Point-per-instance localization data
#####

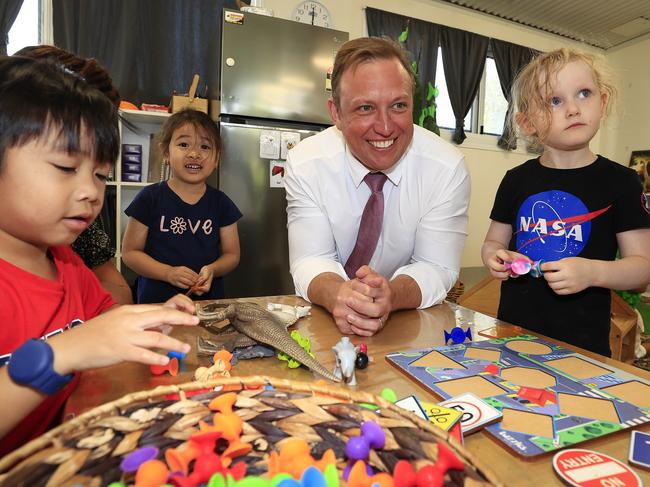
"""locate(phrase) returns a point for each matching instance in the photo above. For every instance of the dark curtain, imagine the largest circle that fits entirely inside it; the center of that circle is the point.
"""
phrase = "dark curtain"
(463, 57)
(422, 42)
(150, 47)
(509, 60)
(8, 12)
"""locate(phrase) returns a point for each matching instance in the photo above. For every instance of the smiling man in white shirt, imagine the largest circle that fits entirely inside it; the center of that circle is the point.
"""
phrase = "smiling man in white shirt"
(425, 197)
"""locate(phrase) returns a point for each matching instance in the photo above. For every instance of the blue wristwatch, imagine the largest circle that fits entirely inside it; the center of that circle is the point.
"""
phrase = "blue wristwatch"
(31, 365)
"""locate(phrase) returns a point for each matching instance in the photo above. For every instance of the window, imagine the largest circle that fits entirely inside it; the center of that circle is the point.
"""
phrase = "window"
(494, 103)
(26, 28)
(490, 105)
(444, 113)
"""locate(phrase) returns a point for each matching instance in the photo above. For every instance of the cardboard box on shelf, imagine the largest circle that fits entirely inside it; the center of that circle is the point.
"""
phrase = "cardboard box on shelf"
(179, 102)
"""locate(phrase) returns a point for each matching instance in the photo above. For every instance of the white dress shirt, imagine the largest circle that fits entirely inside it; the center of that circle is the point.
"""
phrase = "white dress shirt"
(425, 212)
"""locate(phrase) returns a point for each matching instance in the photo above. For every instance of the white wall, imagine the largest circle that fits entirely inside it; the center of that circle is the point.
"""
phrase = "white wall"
(627, 129)
(487, 164)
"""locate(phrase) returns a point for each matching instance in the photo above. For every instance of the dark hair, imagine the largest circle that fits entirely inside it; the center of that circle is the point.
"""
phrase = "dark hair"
(364, 49)
(88, 68)
(38, 98)
(195, 118)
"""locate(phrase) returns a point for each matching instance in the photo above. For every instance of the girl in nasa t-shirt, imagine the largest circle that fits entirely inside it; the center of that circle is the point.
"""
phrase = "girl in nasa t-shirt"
(569, 207)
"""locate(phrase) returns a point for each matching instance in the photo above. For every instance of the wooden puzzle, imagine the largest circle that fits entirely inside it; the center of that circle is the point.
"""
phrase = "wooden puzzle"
(550, 397)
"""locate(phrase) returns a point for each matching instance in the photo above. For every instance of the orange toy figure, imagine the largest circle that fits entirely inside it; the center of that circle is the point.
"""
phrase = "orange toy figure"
(171, 367)
(151, 474)
(224, 355)
(359, 478)
(295, 457)
(228, 423)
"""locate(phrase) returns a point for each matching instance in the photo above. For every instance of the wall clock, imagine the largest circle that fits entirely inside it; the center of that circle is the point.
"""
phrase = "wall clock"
(312, 12)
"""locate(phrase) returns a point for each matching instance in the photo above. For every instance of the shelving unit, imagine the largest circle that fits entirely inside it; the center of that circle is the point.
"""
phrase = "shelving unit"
(140, 128)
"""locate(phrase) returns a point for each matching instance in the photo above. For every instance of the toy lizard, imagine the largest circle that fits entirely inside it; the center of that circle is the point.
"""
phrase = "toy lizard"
(254, 324)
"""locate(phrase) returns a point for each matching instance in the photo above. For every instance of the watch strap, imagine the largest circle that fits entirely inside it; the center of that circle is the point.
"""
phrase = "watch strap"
(31, 365)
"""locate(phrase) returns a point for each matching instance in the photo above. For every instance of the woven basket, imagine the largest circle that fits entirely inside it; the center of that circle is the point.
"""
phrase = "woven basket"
(87, 450)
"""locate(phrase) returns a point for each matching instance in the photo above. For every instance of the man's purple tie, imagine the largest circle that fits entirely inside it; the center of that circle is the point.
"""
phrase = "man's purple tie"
(370, 226)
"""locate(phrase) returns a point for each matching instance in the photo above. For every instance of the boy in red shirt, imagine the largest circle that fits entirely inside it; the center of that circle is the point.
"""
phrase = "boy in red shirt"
(58, 142)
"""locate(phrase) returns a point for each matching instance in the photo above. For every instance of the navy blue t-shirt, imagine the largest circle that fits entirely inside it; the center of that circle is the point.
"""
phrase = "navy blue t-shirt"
(181, 234)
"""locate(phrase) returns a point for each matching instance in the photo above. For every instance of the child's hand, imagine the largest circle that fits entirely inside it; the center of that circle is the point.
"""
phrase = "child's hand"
(182, 303)
(181, 277)
(496, 263)
(568, 276)
(204, 282)
(121, 334)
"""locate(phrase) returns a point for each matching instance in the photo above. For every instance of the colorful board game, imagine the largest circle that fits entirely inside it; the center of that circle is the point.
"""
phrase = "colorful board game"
(550, 397)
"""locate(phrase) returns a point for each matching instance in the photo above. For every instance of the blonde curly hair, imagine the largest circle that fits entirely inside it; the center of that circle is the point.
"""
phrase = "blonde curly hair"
(530, 88)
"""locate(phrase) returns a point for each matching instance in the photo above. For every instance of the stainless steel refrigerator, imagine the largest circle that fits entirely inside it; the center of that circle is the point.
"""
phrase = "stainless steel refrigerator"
(274, 91)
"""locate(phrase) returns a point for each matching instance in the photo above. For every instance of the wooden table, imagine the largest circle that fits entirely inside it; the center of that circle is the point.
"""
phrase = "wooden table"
(405, 330)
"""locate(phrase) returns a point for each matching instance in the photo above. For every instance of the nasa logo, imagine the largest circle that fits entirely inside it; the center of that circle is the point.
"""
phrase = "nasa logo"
(553, 225)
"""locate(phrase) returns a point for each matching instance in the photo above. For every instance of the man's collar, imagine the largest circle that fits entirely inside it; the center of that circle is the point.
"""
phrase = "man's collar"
(358, 171)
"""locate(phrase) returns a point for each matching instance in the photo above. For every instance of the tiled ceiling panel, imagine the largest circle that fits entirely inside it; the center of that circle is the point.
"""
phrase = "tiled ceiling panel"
(600, 23)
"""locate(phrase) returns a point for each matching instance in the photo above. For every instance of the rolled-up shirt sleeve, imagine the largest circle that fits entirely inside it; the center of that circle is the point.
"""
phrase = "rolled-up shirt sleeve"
(439, 240)
(312, 249)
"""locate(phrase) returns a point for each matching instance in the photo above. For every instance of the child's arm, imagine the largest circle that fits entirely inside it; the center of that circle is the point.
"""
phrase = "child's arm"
(134, 256)
(229, 259)
(494, 251)
(632, 271)
(122, 334)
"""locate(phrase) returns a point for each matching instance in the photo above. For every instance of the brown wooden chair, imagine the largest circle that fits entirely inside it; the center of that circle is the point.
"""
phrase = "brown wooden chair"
(484, 298)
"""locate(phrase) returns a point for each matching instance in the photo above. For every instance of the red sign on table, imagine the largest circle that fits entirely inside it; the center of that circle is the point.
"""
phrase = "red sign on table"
(586, 468)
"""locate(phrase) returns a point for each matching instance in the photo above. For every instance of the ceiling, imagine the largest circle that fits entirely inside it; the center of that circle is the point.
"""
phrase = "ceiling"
(600, 23)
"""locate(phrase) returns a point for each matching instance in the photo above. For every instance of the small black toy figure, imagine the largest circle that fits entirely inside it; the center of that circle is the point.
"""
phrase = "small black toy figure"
(362, 361)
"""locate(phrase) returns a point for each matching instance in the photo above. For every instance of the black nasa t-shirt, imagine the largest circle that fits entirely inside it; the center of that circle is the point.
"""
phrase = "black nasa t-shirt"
(560, 213)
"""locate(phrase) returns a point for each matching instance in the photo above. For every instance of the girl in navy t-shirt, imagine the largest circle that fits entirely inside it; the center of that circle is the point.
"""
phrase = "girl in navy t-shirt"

#####

Activity – All of the entries above are to be duplicated exactly, with every image left out.

Expected output –
"""locate(phrase) returns a point for each matching instance in the photo above. For every instance of the dark curtain, imagine the largest circle that fits entirely inside it; the center of that circle is the point.
"""
phrase = "dark curtain"
(463, 57)
(422, 42)
(150, 47)
(509, 60)
(8, 12)
"""locate(phrase) returns a point for each matching instance in the photo above. For every instance of the smiling man in white shirt, imagine the largest circle that fits entirely inside it; the center of that circle is the point.
"""
phrase = "smiling man in white shirt"
(425, 197)
"""locate(phrase) returns a point for each matching instance in the photo above. For every instance of the blue wristwatch, imagine the largest circle that fits entirely inside it; the center of that circle is the point.
"""
phrase = "blue wristwatch"
(31, 365)
"""locate(phrase) returns a point for each matching instance in the photo above. For every instance of the window, imagine the largest circle that fits entirely inside it; the center of that circle is the point.
"""
phrase = "window"
(494, 103)
(26, 28)
(490, 105)
(444, 113)
"""locate(phrase) returns a point for each matching instance in the photo above. For every instance of the cardboard box on shelf, imagine the largest circle that fits entirely inside it; the center of that circle is the point.
"""
phrase = "cardboard box on shelf"
(179, 102)
"""locate(phrase) returns a point for each matching instance in the photo above. For every instance of the white dress shirt, imagine the largest circle that fits entirely inside it; the center of that circle is the point.
"""
phrase = "white dress shirt"
(425, 212)
"""locate(phrase) returns a point for each matching instance in the photo above. For every instance of the white wall, imagine the largest circle that fits entirely inside it; the center of that circle is the point.
"""
phrase = "white wall"
(627, 129)
(487, 164)
"""locate(phrase) returns a point for each matching instance in the photo above. For every instance of the dark hair, imagine the largest circle that fits entirely inside it; the center of that circle is the point.
"""
phrase = "dark hair"
(364, 49)
(88, 68)
(38, 98)
(195, 118)
"""locate(phrase) returns a point for each matching instance in the photo above. For every instance of the girl in nasa t-shirt, imagine the largest circle that fits entirely inside it; the center of that circle is the point.
"""
phrase = "girl in nasa t-shirt"
(569, 207)
"""locate(phrase) returns a point for each matching instance in the photo above. For every instance of the wooden puzzle, imagine the largest circle that fits entirely inside it; the center of that circle is the point.
"""
phrase = "wooden puzzle"
(550, 397)
"""locate(phrase) returns a point for each matching instance in the photo above. For every instance of the orange toy figure, imagine the largest circle that fits entirely inside it; the center of that circle is the point.
"""
phrase = "orange toy figure"
(171, 367)
(151, 474)
(224, 355)
(359, 478)
(295, 457)
(228, 423)
"""locate(phrase) returns a point for each matching instance in the photo above. For every instance of the wall clock, imagine the largest circle that fits entirely inside it; the center of that circle is the point.
"""
phrase = "wall clock"
(312, 12)
"""locate(phrase) returns a point for each matching instance in the photo above. For every instance of the shelving unit, imagine the largest circle that fits entirely inside it; the center of that circle is the point.
"""
phrase = "shelving unit"
(140, 128)
"""locate(phrase) returns a point for each matching instance in the photo above. For every instance of the toy lizard, imagine the largest circle that fits entirely inside it; the center of that circle is the point.
"""
phrase = "toy lizard"
(254, 324)
"""locate(phrase) returns a point for each matching instance in the photo above. For every instance of the watch strap, imagine the largest circle that fits entirely inside it; the center of that circle is the point.
"""
phrase = "watch strap"
(31, 365)
"""locate(phrase) returns a point for each matching instance in the photo above. For every instance of the woven basket, imagine the largest circle that fits entirely inside it; the center of that circle is the point.
"""
phrase = "woven basket"
(87, 450)
"""locate(phrase) returns a point for each matching instance in the photo above. For every instance of the man's purple tie, imagine the largest circle that fits entirely inside it; the center of that circle is the point.
"""
phrase = "man's purple tie"
(370, 226)
"""locate(phrase) returns a point for each matching instance in the photo above. For every instance of the boy in red shirt, imagine the largest circle that fits entirely inside it; the center of that circle is the point.
"""
phrase = "boy in red shirt"
(58, 142)
"""locate(phrase) returns a point for each matching instance in the photo above. For every instance of the navy blue t-shirt, imagine the largest circle that fits entirely inside it; the center of that circle is the point.
"""
phrase = "navy blue t-shirt"
(181, 234)
"""locate(phrase) returns a point for each matching instance in the photo above. For every instance of the child's hand, imagine the largest circle that fits entirely inside it; the center of that circle is the point.
"""
phrase = "child's hand"
(182, 303)
(181, 277)
(496, 263)
(568, 276)
(204, 282)
(121, 334)
"""locate(phrase) returns a point for each matching instance in the photo above. For every instance of the colorful board game, imagine the largest circle that fits entirely inside it; the center of that circle is the point.
"""
phrase = "colorful board game"
(550, 397)
"""locate(phrase) returns a point for each matching instance in the photo above. For every instance of the blonde curly hair, imagine the largest circle that fits entirely inside it; the center of that circle is the point.
"""
phrase = "blonde curly hair"
(530, 88)
"""locate(phrase) returns a point for each matching instance in the photo above. For every instance of the stainless steel refrigerator, imagine the largest circle that fits entirely inside it; the center of that circle is the point.
"""
phrase = "stainless steel refrigerator"
(274, 91)
"""locate(phrase) returns a point for each matching instance in the photo above. For every instance of the wooden table, imagine the largest circle that fits entirely inside it; the center of that circle is the point.
"""
phrase = "wooden table"
(405, 330)
"""locate(phrase) returns a point for each matching instance in the photo above. For every instance of the nasa logo, imagine the largest circle that fits entirely inside it; the center of that circle is the point.
"""
phrase = "nasa logo"
(553, 225)
"""locate(phrase) returns a point for each matching instance in the photo above. For every instance of the man's collar, imagine the largest circle that fits entirely inside it; the center of that circle is the point.
"""
phrase = "man's collar"
(358, 171)
"""locate(phrase) returns a point for each matching instance in the photo above. For every instance of the tiled ceiling panel, imagine the largest circle that fits entirely inside it; the center of that circle is the point.
"""
phrase = "tiled ceiling panel"
(600, 23)
"""locate(phrase) returns a point for each matching instance in the photo above. For every instance of the rolled-up shirt sleeve, imagine the largest circle that fits entirely inside it; the center of that circle is the point.
"""
phrase = "rolled-up shirt sleeve"
(439, 240)
(312, 249)
"""locate(phrase) returns a point for each matching instance in the photo above. For every instance of the child's arm, imagine the largest circle that fits entirely inside it; the center of that circle is the point.
"""
phrase = "child's arm"
(134, 256)
(229, 259)
(494, 251)
(632, 271)
(122, 334)
"""locate(phrase) returns a point for each matching instance in the photo above. For every instance of the brown wooden chair, imagine the largest circle that fits entirely inside it; the center of that circle is the point.
"""
phrase = "brown wooden chair"
(484, 298)
"""locate(phrase) returns a point for each matching instance in the photo above. For every instance of the red sign on table, imagine the largest circle that fits entirely inside it; the center of that circle is the point.
"""
phrase = "red sign on table"
(586, 468)
"""locate(phrase) returns a point for each matching instance in the photo above. For every instance of the ceiling, imagine the largest circle that fits entirely inside it; the center of that circle is the point.
"""
phrase = "ceiling"
(600, 23)
"""locate(phrase) returns a point for each matching instance in the photo above. For every instance of the small black toy figure, imagine the largest circle that fits entirely inside it; the center of that circle is the point.
"""
phrase = "small black toy figure"
(362, 361)
"""locate(phrase) returns a point for each matching instance in the photo above. For every instance of the black nasa t-shirt, imagine the largest circle that fits entirely inside it; the center of that circle is the point.
"""
phrase = "black nasa t-shirt"
(560, 213)
"""locate(phrase) returns a point for each matching instance in the photo above. For every instance of the girl in navy t-shirt, imagine the largest circle that fits entirely inside it; the center of that circle is the point.
"""
phrase = "girl in navy t-shirt"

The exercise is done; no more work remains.